======== RECORDS FOR THIS EXERCISE

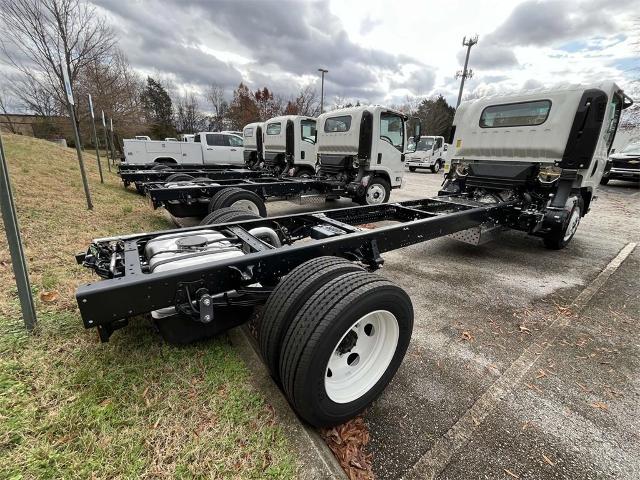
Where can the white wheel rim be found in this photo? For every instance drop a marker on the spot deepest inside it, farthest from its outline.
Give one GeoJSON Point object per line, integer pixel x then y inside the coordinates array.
{"type": "Point", "coordinates": [246, 205]}
{"type": "Point", "coordinates": [361, 356]}
{"type": "Point", "coordinates": [375, 194]}
{"type": "Point", "coordinates": [574, 221]}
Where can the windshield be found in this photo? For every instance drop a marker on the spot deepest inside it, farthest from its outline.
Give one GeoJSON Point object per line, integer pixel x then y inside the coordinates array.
{"type": "Point", "coordinates": [632, 148]}
{"type": "Point", "coordinates": [308, 130]}
{"type": "Point", "coordinates": [425, 144]}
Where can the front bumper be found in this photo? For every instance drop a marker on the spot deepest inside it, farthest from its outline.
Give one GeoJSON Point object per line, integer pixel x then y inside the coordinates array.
{"type": "Point", "coordinates": [624, 173]}
{"type": "Point", "coordinates": [420, 163]}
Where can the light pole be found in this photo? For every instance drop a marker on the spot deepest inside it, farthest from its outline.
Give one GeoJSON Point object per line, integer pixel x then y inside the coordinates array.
{"type": "Point", "coordinates": [322, 72]}
{"type": "Point", "coordinates": [465, 73]}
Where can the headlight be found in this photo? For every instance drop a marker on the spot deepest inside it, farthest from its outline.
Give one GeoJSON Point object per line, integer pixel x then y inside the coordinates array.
{"type": "Point", "coordinates": [549, 173]}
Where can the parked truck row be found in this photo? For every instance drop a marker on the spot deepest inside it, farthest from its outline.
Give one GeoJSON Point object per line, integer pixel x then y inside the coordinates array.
{"type": "Point", "coordinates": [333, 333]}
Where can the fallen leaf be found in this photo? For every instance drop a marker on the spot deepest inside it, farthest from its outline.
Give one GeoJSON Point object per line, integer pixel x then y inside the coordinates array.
{"type": "Point", "coordinates": [49, 297]}
{"type": "Point", "coordinates": [467, 336]}
{"type": "Point", "coordinates": [600, 405]}
{"type": "Point", "coordinates": [510, 473]}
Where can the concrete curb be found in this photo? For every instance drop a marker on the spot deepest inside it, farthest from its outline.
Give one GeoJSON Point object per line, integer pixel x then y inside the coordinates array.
{"type": "Point", "coordinates": [316, 459]}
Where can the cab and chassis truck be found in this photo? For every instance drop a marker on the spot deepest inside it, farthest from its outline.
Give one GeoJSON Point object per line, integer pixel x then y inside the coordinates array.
{"type": "Point", "coordinates": [332, 332]}
{"type": "Point", "coordinates": [359, 156]}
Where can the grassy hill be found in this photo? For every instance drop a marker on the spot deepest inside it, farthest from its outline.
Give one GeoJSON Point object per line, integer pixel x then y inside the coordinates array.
{"type": "Point", "coordinates": [134, 407]}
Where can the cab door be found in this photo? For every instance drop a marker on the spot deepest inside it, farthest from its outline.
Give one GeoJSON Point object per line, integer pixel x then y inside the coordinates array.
{"type": "Point", "coordinates": [215, 150]}
{"type": "Point", "coordinates": [235, 150]}
{"type": "Point", "coordinates": [391, 146]}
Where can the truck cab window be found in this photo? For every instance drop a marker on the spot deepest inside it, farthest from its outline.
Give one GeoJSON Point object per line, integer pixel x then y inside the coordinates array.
{"type": "Point", "coordinates": [274, 128]}
{"type": "Point", "coordinates": [233, 141]}
{"type": "Point", "coordinates": [308, 130]}
{"type": "Point", "coordinates": [337, 124]}
{"type": "Point", "coordinates": [216, 140]}
{"type": "Point", "coordinates": [516, 114]}
{"type": "Point", "coordinates": [615, 109]}
{"type": "Point", "coordinates": [392, 129]}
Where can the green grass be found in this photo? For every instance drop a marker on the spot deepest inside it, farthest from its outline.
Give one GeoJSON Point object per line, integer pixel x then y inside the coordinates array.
{"type": "Point", "coordinates": [134, 407]}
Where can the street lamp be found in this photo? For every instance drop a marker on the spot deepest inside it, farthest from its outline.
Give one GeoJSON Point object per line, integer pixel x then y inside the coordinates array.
{"type": "Point", "coordinates": [322, 72]}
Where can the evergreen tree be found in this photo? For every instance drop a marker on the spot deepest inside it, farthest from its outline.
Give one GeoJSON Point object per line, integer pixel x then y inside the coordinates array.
{"type": "Point", "coordinates": [158, 109]}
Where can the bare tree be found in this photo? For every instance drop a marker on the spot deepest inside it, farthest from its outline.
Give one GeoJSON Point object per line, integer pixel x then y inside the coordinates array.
{"type": "Point", "coordinates": [40, 35]}
{"type": "Point", "coordinates": [5, 113]}
{"type": "Point", "coordinates": [220, 107]}
{"type": "Point", "coordinates": [189, 117]}
{"type": "Point", "coordinates": [307, 102]}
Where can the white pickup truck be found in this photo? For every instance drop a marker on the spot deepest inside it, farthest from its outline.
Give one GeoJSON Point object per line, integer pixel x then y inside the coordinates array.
{"type": "Point", "coordinates": [206, 148]}
{"type": "Point", "coordinates": [430, 152]}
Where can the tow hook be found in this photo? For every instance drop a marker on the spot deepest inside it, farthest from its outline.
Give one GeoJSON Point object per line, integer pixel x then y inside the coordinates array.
{"type": "Point", "coordinates": [206, 308]}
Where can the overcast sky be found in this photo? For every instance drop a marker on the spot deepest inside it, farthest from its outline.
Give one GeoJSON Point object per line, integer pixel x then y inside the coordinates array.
{"type": "Point", "coordinates": [378, 51]}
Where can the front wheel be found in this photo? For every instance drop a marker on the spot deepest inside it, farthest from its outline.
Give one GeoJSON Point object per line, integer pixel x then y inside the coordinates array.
{"type": "Point", "coordinates": [344, 346]}
{"type": "Point", "coordinates": [561, 238]}
{"type": "Point", "coordinates": [378, 191]}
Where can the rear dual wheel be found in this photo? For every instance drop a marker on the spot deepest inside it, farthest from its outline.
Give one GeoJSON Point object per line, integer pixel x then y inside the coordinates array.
{"type": "Point", "coordinates": [240, 199]}
{"type": "Point", "coordinates": [342, 345]}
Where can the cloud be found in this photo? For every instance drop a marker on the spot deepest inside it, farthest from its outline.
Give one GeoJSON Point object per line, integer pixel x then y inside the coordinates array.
{"type": "Point", "coordinates": [547, 22]}
{"type": "Point", "coordinates": [489, 57]}
{"type": "Point", "coordinates": [286, 40]}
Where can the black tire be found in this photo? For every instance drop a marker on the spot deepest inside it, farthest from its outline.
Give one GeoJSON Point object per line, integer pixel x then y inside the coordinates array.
{"type": "Point", "coordinates": [225, 215]}
{"type": "Point", "coordinates": [179, 177]}
{"type": "Point", "coordinates": [315, 332]}
{"type": "Point", "coordinates": [559, 239]}
{"type": "Point", "coordinates": [229, 196]}
{"type": "Point", "coordinates": [288, 297]}
{"type": "Point", "coordinates": [375, 185]}
{"type": "Point", "coordinates": [304, 173]}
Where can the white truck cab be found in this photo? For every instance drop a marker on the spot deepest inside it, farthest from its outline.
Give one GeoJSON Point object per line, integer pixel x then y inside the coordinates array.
{"type": "Point", "coordinates": [545, 149]}
{"type": "Point", "coordinates": [290, 145]}
{"type": "Point", "coordinates": [430, 152]}
{"type": "Point", "coordinates": [218, 147]}
{"type": "Point", "coordinates": [206, 148]}
{"type": "Point", "coordinates": [364, 146]}
{"type": "Point", "coordinates": [253, 137]}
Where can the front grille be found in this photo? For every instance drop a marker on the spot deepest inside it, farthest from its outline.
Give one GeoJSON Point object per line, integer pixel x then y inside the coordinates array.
{"type": "Point", "coordinates": [631, 163]}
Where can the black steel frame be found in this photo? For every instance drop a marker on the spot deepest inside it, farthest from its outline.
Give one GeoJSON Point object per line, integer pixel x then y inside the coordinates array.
{"type": "Point", "coordinates": [104, 304]}
{"type": "Point", "coordinates": [124, 166]}
{"type": "Point", "coordinates": [188, 200]}
{"type": "Point", "coordinates": [146, 176]}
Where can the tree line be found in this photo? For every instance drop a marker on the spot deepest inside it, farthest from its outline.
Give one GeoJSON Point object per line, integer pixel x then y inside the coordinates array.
{"type": "Point", "coordinates": [40, 37]}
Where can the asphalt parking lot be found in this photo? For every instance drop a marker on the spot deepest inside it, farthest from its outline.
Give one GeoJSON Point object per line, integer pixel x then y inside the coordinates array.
{"type": "Point", "coordinates": [505, 378]}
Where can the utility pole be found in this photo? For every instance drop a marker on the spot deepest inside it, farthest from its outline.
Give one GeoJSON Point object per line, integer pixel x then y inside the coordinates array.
{"type": "Point", "coordinates": [464, 74]}
{"type": "Point", "coordinates": [70, 103]}
{"type": "Point", "coordinates": [113, 144]}
{"type": "Point", "coordinates": [18, 262]}
{"type": "Point", "coordinates": [322, 72]}
{"type": "Point", "coordinates": [106, 139]}
{"type": "Point", "coordinates": [95, 138]}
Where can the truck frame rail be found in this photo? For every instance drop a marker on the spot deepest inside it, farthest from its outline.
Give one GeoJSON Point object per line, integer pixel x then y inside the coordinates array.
{"type": "Point", "coordinates": [359, 234]}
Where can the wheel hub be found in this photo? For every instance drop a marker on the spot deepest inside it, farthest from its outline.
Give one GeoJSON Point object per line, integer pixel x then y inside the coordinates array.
{"type": "Point", "coordinates": [362, 356]}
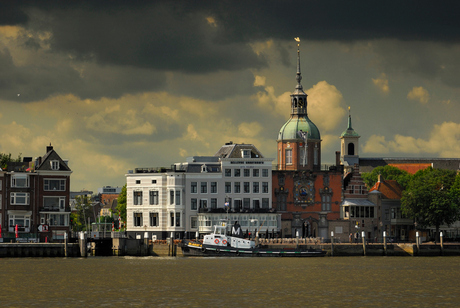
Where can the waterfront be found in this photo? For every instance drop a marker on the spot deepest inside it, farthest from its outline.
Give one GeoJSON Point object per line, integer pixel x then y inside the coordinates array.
{"type": "Point", "coordinates": [239, 282]}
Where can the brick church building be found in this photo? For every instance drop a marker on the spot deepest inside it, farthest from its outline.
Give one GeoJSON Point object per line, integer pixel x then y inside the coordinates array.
{"type": "Point", "coordinates": [307, 195]}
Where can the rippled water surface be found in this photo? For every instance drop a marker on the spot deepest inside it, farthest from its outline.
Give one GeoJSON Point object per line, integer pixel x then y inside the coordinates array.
{"type": "Point", "coordinates": [231, 282]}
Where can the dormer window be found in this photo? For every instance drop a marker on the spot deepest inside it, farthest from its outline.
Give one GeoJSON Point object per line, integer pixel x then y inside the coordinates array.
{"type": "Point", "coordinates": [246, 153]}
{"type": "Point", "coordinates": [54, 165]}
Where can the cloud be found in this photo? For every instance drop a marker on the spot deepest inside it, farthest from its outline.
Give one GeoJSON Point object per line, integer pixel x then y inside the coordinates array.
{"type": "Point", "coordinates": [419, 94]}
{"type": "Point", "coordinates": [382, 83]}
{"type": "Point", "coordinates": [444, 141]}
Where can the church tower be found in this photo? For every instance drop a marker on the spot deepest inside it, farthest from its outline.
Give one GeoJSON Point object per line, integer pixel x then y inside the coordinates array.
{"type": "Point", "coordinates": [349, 145]}
{"type": "Point", "coordinates": [299, 140]}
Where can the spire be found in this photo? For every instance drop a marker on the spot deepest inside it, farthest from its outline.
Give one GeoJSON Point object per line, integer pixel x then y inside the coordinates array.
{"type": "Point", "coordinates": [298, 76]}
{"type": "Point", "coordinates": [349, 119]}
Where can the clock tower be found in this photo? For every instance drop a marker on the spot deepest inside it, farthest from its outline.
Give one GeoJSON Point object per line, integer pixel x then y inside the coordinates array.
{"type": "Point", "coordinates": [299, 140]}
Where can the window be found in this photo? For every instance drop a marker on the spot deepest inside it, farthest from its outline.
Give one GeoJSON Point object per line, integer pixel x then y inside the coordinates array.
{"type": "Point", "coordinates": [20, 180]}
{"type": "Point", "coordinates": [289, 156]}
{"type": "Point", "coordinates": [137, 197]}
{"type": "Point", "coordinates": [153, 218]}
{"type": "Point", "coordinates": [193, 204]}
{"type": "Point", "coordinates": [255, 187]}
{"type": "Point", "coordinates": [237, 205]}
{"type": "Point", "coordinates": [265, 187]}
{"type": "Point", "coordinates": [204, 187]}
{"type": "Point", "coordinates": [171, 196]}
{"type": "Point", "coordinates": [54, 165]}
{"type": "Point", "coordinates": [315, 157]}
{"type": "Point", "coordinates": [213, 187]}
{"type": "Point", "coordinates": [203, 203]}
{"type": "Point", "coordinates": [193, 222]}
{"type": "Point", "coordinates": [153, 196]}
{"type": "Point", "coordinates": [246, 203]}
{"type": "Point", "coordinates": [326, 202]}
{"type": "Point", "coordinates": [177, 219]}
{"type": "Point", "coordinates": [138, 220]}
{"type": "Point", "coordinates": [50, 184]}
{"type": "Point", "coordinates": [193, 187]}
{"type": "Point", "coordinates": [177, 197]}
{"type": "Point", "coordinates": [265, 203]}
{"type": "Point", "coordinates": [54, 203]}
{"type": "Point", "coordinates": [20, 198]}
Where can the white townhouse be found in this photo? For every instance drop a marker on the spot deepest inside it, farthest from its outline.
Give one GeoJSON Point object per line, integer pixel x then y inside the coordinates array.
{"type": "Point", "coordinates": [233, 185]}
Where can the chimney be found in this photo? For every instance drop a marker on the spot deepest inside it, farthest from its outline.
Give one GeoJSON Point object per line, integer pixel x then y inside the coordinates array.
{"type": "Point", "coordinates": [49, 148]}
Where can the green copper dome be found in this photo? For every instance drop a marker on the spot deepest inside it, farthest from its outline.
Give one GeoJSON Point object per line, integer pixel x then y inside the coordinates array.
{"type": "Point", "coordinates": [296, 124]}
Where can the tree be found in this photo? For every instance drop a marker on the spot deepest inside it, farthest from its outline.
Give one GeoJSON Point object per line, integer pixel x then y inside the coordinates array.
{"type": "Point", "coordinates": [432, 198]}
{"type": "Point", "coordinates": [121, 204]}
{"type": "Point", "coordinates": [387, 173]}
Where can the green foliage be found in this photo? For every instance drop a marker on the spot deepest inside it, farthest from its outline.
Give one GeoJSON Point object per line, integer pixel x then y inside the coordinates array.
{"type": "Point", "coordinates": [6, 158]}
{"type": "Point", "coordinates": [432, 197]}
{"type": "Point", "coordinates": [121, 204]}
{"type": "Point", "coordinates": [387, 173]}
{"type": "Point", "coordinates": [103, 219]}
{"type": "Point", "coordinates": [79, 219]}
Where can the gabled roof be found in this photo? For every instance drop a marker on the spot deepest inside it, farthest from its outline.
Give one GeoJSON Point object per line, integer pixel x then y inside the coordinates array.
{"type": "Point", "coordinates": [51, 155]}
{"type": "Point", "coordinates": [231, 150]}
{"type": "Point", "coordinates": [411, 168]}
{"type": "Point", "coordinates": [390, 189]}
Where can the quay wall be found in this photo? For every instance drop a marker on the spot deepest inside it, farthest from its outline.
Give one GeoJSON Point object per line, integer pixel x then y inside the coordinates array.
{"type": "Point", "coordinates": [15, 250]}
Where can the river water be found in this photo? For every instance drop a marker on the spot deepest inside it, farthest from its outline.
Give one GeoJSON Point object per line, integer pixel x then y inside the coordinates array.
{"type": "Point", "coordinates": [230, 282]}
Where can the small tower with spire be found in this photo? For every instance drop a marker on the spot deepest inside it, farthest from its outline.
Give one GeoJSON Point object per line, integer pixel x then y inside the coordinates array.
{"type": "Point", "coordinates": [349, 145]}
{"type": "Point", "coordinates": [299, 140]}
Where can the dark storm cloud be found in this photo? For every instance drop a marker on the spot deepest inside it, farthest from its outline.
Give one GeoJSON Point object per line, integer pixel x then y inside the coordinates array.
{"type": "Point", "coordinates": [174, 35]}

================

WHAT IS ASKED:
Starting at the line that contains "Where can the quay", print every line through the end of the listing, word for word. Leave out all the rest.

ANSWER TO THIS EXERCISE:
Where can the quay wall be found in this photo? For every instance drop a marker on the spot deepest inside it, farthest from its outline.
Give one GeoJSON Point object per line, integer pixel x then y inside the coordinates array.
{"type": "Point", "coordinates": [15, 250]}
Where can the river water be found in this photo? For every instance drop a marker on the spot deepest inside it, farthest from its outline.
Give one GeoJSON Point object per line, integer pixel x then y inside the coordinates array.
{"type": "Point", "coordinates": [230, 282]}
Where can the small tower with spire be found in this photo? For every instance drop a marker on the spot deepest inside it, farthest from its outline.
Give one GeoJSON Point object per line, integer pixel x then y inside the coordinates array.
{"type": "Point", "coordinates": [349, 145]}
{"type": "Point", "coordinates": [299, 140]}
Where can the dark storm cloud be found in this photo? For every instance drop a marker on the spot deepest inside it, farthest from its outline.
Give one GeoJSON Point object per line, integer pixel x then y inside the coordinates array.
{"type": "Point", "coordinates": [174, 35]}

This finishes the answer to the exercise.